◆ **Problem statement**
Rewrite the listing from the line with "the concrete driveway" up to and including the line with "point(394, 362)", putting "paved driveway" in place of "concrete driveway" and leaving everything else unchanged.

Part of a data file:
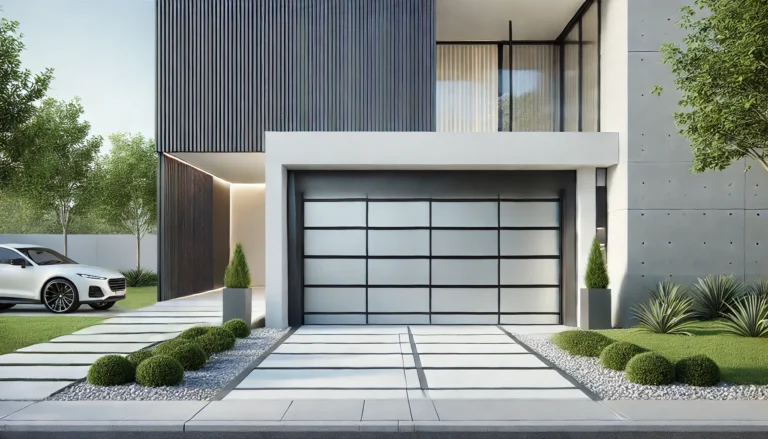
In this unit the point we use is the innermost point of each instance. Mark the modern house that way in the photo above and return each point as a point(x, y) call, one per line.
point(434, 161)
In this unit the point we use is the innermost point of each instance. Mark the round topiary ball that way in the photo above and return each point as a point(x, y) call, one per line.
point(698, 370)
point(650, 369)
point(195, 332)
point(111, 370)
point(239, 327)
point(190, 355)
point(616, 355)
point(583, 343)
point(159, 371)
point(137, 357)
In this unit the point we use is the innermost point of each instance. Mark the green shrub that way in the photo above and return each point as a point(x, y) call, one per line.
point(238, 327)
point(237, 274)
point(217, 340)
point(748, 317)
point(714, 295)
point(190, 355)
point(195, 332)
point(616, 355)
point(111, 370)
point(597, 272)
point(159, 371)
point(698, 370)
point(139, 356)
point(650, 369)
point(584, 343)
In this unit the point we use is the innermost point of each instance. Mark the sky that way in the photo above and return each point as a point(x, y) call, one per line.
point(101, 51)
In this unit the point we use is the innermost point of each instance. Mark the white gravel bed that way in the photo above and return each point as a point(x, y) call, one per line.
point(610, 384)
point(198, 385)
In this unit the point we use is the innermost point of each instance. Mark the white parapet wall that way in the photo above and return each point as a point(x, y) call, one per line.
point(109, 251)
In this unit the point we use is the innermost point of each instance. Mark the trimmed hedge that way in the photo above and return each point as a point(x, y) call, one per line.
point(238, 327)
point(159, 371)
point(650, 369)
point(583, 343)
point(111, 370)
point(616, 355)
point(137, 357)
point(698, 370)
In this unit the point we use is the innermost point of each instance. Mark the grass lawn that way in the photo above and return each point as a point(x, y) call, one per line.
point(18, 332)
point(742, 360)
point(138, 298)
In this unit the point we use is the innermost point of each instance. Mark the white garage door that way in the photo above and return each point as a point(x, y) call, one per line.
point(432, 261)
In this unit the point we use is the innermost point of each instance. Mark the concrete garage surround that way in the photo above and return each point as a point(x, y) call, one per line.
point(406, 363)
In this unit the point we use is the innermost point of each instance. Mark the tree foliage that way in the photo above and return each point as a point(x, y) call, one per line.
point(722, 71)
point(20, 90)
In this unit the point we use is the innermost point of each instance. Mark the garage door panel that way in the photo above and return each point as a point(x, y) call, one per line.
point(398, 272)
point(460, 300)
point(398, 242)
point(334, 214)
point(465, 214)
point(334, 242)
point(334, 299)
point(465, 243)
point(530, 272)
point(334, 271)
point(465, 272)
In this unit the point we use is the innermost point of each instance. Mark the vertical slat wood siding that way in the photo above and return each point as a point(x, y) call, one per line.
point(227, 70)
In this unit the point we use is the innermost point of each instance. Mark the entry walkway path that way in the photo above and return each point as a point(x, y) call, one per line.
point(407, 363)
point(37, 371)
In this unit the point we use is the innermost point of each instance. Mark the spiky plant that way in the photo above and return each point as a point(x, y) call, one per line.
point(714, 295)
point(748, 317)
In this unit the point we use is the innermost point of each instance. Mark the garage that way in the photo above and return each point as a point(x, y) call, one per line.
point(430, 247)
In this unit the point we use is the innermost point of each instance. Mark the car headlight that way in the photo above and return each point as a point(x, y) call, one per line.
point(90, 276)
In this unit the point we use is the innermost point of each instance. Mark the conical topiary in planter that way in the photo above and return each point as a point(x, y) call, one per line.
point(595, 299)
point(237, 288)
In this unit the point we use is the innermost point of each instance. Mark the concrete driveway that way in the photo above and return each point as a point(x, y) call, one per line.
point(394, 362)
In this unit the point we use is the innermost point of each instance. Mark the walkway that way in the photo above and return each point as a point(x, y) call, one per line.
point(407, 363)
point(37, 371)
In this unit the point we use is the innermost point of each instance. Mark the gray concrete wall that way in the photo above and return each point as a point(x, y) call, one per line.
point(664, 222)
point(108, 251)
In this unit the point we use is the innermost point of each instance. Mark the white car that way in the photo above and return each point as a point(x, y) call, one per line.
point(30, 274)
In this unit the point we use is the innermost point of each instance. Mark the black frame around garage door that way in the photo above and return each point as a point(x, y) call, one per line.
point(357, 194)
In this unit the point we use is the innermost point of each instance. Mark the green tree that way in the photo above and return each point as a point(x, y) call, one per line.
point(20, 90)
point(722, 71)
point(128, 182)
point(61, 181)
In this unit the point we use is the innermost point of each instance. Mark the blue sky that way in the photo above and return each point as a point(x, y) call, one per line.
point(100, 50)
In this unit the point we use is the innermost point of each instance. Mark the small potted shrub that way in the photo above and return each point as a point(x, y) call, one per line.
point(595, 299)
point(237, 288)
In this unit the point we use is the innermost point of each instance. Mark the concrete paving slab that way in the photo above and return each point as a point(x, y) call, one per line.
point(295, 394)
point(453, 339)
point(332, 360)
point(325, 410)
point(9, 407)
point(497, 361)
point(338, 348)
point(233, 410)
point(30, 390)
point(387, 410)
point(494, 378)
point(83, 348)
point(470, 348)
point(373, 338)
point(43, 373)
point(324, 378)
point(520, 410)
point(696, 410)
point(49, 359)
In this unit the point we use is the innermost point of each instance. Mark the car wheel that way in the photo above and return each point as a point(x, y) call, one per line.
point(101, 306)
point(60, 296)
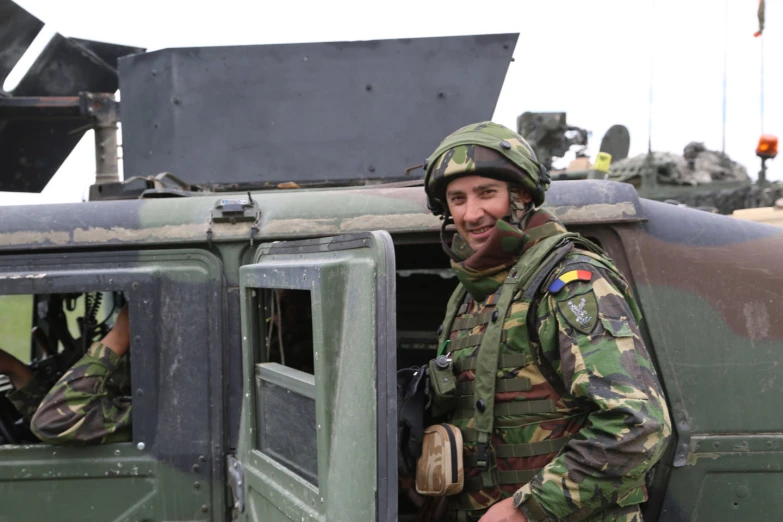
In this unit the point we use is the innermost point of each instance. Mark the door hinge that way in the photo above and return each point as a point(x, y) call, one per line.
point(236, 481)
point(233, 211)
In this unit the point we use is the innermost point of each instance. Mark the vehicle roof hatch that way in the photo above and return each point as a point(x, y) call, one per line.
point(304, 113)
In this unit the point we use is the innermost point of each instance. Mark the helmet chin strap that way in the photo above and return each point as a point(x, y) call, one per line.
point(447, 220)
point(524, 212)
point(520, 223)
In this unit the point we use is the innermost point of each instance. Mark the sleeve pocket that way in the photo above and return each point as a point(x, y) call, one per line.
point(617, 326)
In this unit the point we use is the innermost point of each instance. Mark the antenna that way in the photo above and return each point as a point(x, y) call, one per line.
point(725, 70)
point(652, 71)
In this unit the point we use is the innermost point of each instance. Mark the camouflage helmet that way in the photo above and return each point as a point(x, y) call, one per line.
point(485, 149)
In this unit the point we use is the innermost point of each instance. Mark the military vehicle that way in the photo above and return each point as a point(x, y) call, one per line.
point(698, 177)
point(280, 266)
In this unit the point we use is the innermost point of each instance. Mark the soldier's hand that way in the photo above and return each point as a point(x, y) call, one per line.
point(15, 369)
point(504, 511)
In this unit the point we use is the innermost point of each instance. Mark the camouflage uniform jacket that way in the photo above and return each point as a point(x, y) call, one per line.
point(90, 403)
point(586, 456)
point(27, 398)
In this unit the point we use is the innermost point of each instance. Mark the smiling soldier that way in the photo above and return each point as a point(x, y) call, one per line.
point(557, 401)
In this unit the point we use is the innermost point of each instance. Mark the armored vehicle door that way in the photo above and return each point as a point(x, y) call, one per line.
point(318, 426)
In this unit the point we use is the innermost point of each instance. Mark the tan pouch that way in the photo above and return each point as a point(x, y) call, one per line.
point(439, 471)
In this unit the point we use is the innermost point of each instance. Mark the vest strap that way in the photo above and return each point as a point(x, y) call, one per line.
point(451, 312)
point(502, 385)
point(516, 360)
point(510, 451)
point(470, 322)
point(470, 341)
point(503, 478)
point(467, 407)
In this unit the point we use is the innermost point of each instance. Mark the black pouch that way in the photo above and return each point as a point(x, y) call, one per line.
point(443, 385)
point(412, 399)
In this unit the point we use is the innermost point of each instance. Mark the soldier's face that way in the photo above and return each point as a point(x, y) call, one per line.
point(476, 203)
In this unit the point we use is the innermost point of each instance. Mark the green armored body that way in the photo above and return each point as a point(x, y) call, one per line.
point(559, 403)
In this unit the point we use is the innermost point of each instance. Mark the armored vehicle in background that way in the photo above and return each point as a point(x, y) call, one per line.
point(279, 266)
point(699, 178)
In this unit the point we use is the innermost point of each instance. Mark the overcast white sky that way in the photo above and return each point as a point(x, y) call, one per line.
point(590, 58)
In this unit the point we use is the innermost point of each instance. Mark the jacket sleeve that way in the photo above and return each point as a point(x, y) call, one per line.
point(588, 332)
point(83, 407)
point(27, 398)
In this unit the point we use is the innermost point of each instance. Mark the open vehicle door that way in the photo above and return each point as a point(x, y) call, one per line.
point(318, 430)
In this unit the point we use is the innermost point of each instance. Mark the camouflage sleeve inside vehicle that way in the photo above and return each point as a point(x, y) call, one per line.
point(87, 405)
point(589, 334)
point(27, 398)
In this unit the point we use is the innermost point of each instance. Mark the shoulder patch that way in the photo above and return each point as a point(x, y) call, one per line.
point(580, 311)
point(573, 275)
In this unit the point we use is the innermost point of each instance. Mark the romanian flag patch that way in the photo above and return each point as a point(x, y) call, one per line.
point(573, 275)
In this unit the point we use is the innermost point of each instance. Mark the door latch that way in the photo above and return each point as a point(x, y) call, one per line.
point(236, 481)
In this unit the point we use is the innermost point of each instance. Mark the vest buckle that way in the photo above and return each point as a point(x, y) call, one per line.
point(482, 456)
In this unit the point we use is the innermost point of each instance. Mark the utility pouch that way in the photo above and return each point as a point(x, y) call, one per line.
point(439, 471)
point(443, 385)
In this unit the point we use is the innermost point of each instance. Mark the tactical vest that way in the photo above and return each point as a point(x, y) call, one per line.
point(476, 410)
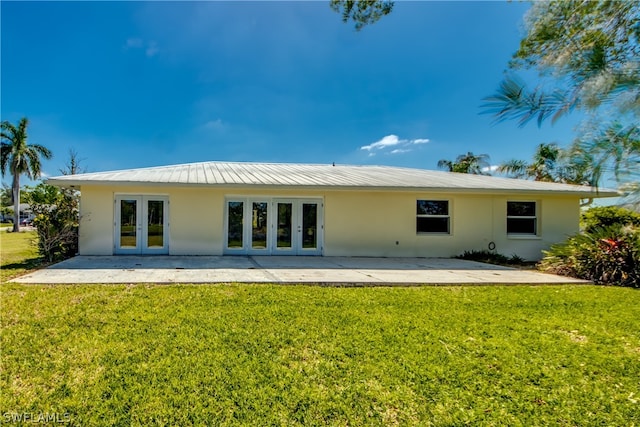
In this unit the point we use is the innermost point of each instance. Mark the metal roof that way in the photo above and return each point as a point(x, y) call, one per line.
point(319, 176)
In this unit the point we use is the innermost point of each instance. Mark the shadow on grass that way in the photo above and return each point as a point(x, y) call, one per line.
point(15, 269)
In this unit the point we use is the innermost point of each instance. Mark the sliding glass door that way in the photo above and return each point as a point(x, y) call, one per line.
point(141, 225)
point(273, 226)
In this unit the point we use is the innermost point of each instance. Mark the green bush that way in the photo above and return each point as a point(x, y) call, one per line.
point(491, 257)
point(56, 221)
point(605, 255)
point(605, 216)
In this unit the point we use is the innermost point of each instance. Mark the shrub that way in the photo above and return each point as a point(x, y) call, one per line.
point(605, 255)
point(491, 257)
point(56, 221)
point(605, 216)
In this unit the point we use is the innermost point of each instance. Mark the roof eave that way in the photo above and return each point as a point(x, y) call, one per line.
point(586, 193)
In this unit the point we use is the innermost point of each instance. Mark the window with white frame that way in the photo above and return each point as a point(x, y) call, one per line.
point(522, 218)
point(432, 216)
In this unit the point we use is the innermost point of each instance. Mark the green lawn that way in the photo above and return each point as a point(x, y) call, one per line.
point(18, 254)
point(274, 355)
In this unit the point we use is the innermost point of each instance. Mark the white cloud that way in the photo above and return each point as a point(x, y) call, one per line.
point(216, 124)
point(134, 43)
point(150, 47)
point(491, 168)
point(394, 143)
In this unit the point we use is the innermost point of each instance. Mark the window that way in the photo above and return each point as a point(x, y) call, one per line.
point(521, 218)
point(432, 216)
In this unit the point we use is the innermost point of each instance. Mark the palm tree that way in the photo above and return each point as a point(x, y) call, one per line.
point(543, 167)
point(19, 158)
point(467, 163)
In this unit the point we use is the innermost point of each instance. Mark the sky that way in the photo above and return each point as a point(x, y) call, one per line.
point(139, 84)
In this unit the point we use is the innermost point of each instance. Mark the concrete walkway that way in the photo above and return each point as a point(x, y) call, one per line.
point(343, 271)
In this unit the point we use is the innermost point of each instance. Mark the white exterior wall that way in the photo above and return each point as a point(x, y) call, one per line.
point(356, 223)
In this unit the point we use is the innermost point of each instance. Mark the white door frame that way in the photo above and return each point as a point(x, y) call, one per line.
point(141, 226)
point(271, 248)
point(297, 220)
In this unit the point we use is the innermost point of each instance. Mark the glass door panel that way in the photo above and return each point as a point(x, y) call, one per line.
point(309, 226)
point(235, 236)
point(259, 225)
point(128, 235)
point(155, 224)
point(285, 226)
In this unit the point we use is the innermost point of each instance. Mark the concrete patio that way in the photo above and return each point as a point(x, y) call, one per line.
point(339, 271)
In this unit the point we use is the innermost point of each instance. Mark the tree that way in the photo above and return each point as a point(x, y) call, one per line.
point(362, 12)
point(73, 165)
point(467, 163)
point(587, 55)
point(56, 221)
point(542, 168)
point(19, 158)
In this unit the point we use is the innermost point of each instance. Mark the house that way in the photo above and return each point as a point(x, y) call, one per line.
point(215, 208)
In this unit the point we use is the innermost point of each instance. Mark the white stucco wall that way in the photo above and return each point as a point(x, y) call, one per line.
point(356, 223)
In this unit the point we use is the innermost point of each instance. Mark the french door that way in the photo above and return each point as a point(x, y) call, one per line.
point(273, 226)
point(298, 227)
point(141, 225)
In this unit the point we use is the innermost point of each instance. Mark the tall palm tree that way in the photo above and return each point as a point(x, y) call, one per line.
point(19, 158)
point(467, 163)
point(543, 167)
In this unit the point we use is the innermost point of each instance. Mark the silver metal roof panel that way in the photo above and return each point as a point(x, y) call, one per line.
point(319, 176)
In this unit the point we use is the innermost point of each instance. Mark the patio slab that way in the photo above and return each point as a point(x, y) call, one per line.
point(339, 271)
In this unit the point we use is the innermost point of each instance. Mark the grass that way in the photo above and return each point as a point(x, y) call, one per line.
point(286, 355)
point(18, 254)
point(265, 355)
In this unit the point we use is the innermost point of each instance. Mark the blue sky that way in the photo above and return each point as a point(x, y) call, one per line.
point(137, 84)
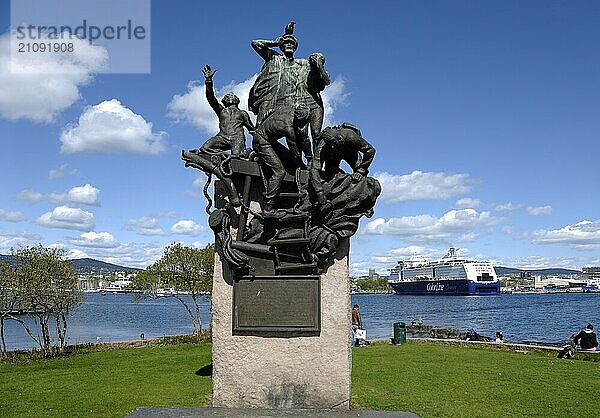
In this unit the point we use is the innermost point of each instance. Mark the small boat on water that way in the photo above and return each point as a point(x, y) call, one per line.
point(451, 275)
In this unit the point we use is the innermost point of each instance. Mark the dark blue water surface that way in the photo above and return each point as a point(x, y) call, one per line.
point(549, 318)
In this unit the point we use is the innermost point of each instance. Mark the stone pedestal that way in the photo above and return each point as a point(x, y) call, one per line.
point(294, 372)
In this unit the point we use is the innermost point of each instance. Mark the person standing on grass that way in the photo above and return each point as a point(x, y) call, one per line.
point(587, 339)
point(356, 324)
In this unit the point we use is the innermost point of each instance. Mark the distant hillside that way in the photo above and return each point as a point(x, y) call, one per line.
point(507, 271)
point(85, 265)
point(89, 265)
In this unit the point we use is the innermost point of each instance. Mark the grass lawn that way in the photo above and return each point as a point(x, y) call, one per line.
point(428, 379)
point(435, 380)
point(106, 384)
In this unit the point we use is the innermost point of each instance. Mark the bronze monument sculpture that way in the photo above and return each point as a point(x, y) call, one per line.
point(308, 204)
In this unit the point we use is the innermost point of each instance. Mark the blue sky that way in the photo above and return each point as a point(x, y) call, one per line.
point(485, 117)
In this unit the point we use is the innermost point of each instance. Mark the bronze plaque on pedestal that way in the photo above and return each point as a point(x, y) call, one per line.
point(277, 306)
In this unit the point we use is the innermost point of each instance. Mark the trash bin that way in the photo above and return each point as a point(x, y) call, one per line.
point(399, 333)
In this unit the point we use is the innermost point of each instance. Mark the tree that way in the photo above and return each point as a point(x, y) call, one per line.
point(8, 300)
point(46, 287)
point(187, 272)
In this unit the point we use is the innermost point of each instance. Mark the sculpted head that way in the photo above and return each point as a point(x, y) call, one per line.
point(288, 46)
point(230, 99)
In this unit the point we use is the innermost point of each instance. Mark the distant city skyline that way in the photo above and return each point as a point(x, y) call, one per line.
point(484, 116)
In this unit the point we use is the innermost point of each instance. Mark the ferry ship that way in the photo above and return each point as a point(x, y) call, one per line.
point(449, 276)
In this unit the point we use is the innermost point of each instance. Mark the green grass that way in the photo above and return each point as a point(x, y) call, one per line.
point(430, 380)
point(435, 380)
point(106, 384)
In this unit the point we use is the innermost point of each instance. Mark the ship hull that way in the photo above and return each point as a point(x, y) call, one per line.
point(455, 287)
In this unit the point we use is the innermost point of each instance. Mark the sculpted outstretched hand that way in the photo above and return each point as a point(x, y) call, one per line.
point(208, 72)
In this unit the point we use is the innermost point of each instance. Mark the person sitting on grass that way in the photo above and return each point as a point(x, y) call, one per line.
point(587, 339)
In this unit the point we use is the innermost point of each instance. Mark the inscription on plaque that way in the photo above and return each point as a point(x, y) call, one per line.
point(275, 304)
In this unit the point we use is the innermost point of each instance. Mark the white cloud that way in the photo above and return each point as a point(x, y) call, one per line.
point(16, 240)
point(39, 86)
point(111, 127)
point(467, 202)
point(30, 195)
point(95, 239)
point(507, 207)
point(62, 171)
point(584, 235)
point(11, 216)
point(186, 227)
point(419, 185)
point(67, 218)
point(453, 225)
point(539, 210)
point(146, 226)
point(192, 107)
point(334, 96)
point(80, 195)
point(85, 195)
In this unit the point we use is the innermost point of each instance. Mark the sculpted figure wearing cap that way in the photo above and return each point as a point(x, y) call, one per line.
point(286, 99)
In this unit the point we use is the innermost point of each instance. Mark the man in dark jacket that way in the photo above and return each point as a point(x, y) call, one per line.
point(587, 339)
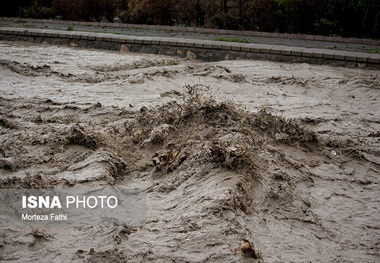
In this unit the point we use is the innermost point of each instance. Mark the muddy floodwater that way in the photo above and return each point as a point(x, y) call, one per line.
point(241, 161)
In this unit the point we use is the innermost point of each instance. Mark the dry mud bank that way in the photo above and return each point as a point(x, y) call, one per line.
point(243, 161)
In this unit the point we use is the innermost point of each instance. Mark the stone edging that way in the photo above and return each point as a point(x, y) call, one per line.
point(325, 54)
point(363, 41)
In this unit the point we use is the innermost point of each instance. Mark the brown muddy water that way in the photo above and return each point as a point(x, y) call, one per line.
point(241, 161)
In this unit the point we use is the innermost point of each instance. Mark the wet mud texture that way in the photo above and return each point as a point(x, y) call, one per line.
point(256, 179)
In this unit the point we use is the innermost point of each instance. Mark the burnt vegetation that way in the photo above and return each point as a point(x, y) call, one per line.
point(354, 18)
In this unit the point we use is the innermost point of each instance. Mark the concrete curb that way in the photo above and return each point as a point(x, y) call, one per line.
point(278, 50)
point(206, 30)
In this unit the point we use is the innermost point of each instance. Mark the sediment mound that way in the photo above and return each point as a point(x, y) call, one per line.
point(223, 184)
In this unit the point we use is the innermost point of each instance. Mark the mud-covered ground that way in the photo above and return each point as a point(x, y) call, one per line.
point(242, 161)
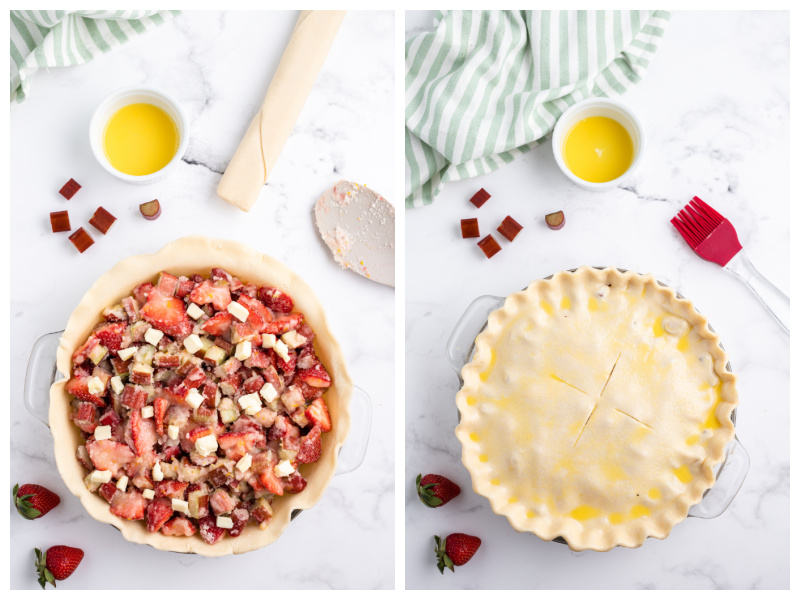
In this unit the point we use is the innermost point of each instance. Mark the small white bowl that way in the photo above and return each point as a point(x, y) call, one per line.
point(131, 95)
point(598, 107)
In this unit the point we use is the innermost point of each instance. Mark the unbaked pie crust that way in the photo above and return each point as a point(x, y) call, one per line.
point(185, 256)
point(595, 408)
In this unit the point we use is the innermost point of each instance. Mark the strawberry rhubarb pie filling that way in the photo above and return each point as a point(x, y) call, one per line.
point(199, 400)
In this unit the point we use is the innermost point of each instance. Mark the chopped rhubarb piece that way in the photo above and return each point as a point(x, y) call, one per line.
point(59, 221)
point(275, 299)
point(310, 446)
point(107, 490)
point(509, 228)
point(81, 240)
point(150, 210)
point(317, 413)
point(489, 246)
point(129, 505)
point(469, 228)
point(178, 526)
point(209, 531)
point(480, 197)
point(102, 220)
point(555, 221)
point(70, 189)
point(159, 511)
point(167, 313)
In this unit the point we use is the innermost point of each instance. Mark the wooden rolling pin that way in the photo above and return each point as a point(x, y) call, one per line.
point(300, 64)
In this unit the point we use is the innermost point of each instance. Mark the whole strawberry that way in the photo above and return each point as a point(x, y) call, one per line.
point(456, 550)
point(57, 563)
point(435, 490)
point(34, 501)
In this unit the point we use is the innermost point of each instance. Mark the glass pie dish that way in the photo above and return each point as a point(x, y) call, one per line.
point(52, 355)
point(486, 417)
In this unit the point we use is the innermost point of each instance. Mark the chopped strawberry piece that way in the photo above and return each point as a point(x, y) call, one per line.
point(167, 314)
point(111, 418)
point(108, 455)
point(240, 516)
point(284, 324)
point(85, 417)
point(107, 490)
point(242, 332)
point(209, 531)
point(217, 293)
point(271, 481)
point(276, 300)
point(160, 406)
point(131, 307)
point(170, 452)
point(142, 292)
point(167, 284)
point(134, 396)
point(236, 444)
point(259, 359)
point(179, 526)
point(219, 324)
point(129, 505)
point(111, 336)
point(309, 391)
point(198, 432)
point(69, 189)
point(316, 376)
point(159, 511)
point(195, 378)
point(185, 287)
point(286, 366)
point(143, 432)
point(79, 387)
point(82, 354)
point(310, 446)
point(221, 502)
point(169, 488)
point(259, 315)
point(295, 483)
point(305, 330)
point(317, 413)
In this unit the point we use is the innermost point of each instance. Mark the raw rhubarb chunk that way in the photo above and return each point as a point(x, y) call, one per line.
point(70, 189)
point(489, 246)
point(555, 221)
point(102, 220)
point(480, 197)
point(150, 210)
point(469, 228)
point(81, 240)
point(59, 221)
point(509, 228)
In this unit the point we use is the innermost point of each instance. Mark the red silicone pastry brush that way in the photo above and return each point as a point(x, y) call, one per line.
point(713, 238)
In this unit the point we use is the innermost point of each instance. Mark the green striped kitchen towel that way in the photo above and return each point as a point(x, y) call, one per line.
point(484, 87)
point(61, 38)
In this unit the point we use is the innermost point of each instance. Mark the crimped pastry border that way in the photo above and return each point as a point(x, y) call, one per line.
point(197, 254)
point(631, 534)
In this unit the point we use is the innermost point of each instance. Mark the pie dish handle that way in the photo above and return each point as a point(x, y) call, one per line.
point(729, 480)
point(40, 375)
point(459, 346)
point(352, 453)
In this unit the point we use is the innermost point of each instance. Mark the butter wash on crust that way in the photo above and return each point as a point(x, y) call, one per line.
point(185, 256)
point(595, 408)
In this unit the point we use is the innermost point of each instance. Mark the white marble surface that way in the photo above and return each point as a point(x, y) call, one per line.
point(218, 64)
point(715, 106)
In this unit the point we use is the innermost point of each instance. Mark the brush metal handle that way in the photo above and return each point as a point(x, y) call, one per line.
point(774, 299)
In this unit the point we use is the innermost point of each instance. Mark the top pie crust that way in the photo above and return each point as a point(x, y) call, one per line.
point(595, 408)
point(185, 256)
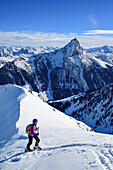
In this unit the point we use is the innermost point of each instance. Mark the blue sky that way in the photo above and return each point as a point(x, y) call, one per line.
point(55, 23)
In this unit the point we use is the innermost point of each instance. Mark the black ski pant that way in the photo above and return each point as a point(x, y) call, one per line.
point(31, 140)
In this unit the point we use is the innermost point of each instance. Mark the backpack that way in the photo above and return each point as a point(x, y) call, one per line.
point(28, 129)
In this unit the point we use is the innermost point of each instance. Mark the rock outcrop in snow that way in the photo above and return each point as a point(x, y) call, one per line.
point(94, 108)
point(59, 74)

◆ **Solution for this task**
In this unit the point we use is the innermost point of each instance. Mark the paved driveway that way in the photo above and return each point as a point(x, y) call, one per line.
point(394, 362)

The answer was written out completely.